[Perintah Tugas 1] Salin ulang baris-baris daftar di bawah, mulai dari baris yang memuat "find wooden bench" hingga akhir daftar, tanpa menyertakan gambar.

[Kutipan Dokumen]
══════════════════════════════
Ajaran Nabi Tentang Peristiwa Gerhana Matahari

gerhana

Berdasarkan perhitungan astronomi, pada tanggal 9 Maret tahun 2016 akan terjadi gerhana matahari total (GMT). Peristiwa GMT terjadi jika pada saat puncak gerhana, piringan Matahari ditutup sepenuhnya oleh piringan Bulan dimana kerucut umbra mengenai bumi. Beberapa kawasan di indonesia dilewati oleh GMT sehingga dapat fenomena langka ini dapat diamati dengan langsung. Kota-kota yang akan terlewati GMT adalah Palembang, Bangka Belitung, Palangkaraya, Balikpapan, Palu, Poso, Luwuk, Ternate dan Halmahera. Durasi waktu GMT terlama akan terjadi di kota Luwuk dengan waktu 2 menit 50 detik. Pertanyaanya, bagi umat Muslim apa yang harus dilakukan ketika mengalami peristiwa gerhana sebagaimana yang diajarkan Nabi Muhammad.
══════════════════════════════
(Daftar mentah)

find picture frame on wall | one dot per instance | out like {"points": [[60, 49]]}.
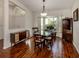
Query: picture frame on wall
{"points": [[75, 15]]}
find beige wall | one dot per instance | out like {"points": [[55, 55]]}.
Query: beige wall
{"points": [[1, 19], [76, 27], [58, 13]]}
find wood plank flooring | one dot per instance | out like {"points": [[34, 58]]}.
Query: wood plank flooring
{"points": [[1, 44], [60, 49]]}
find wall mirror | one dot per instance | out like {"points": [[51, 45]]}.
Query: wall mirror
{"points": [[16, 16]]}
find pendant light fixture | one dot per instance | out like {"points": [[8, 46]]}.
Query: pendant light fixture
{"points": [[43, 14]]}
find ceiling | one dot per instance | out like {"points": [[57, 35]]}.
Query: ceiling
{"points": [[36, 5]]}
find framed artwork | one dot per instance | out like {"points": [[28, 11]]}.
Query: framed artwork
{"points": [[75, 15]]}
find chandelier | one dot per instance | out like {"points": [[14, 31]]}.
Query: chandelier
{"points": [[43, 11]]}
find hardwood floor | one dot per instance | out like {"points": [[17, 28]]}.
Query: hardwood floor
{"points": [[60, 49], [1, 44]]}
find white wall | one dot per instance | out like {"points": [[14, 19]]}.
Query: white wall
{"points": [[64, 12], [76, 27], [28, 21], [1, 19]]}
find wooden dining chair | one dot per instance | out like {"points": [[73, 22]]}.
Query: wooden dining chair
{"points": [[38, 41]]}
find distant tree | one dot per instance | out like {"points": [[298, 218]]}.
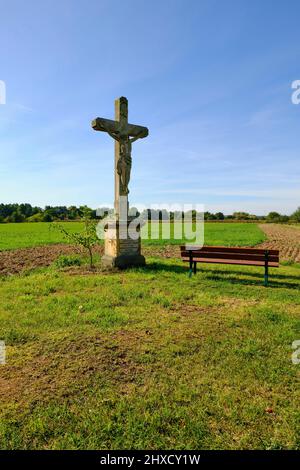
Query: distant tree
{"points": [[295, 217]]}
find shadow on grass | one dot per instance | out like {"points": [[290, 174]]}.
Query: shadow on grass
{"points": [[223, 275]]}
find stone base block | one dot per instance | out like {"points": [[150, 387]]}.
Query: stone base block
{"points": [[123, 261]]}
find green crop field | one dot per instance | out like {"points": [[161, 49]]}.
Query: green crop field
{"points": [[149, 358], [37, 234]]}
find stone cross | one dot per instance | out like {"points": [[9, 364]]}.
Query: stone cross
{"points": [[124, 135]]}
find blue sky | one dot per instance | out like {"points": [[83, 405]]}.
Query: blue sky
{"points": [[210, 79]]}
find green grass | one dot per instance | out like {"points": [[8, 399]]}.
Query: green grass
{"points": [[149, 358], [37, 234], [26, 235]]}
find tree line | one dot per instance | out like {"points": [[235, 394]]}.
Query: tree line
{"points": [[27, 213]]}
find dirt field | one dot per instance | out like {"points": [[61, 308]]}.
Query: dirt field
{"points": [[284, 238]]}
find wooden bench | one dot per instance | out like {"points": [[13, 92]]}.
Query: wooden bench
{"points": [[227, 255]]}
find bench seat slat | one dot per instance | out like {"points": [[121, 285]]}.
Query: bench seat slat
{"points": [[272, 264]]}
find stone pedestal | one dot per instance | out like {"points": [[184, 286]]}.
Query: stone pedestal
{"points": [[120, 249]]}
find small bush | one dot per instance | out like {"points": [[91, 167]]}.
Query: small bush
{"points": [[64, 261]]}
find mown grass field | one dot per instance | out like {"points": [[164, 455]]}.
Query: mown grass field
{"points": [[148, 358], [25, 235]]}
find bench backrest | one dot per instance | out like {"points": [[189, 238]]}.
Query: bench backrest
{"points": [[230, 253]]}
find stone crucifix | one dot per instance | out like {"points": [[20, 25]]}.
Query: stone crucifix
{"points": [[124, 135]]}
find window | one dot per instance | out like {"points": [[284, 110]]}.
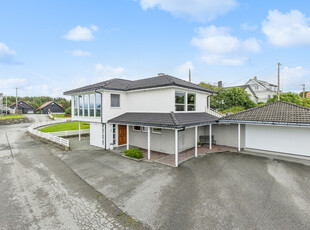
══════════════════════════════
[Perintah Tugas 2]
Jawablah pertanyaan berikut berdasarkan teks tentang gerhana matahari di atas.
(a) Pada tanggal berapa gerhana matahari total akan terjadi?
(b) Di kota mana durasi gerhana matahari total paling lama, dan berapa lamanya?
(c) Kapan peristiwa gerhana matahari total terjadi?

[Jawaban 1]
find wooden bench | one dot per instance | out like {"points": [[13, 92]]}.
Query: wooden bench
{"points": [[227, 255]]}
find bench seat slat | one dot per instance | out like {"points": [[121, 285]]}.
Query: bench seat slat
{"points": [[272, 264]]}
find stone pedestal | one dot per instance | out like {"points": [[184, 286]]}.
Query: stone pedestal
{"points": [[120, 249]]}
find small bush | one dot per instance | out like {"points": [[91, 167]]}.
Query: small bush
{"points": [[64, 261]]}
find mown grass field | one dot per instance | out like {"points": [[164, 455]]}.
Query: mown grass field
{"points": [[148, 358], [25, 235]]}
find bench backrest | one dot per instance | out like {"points": [[189, 238]]}.
Query: bench backrest
{"points": [[230, 253]]}
find stone crucifix | one dot per instance | out like {"points": [[20, 25]]}.
Query: stone crucifix
{"points": [[124, 135]]}
find window | one dot per instance | out like {"points": [[284, 110]]}.

[Jawaban 2]
(a) Pada tanggal 9 Maret 2016.
(b) Di kota Luwuk, selama 2 menit 50 detik.
(c) Ketika pada saat puncak gerhana piringan Matahari ditutup sepenuhnya oleh piringan Bulan, dengan kerucut umbra mengenai bumi.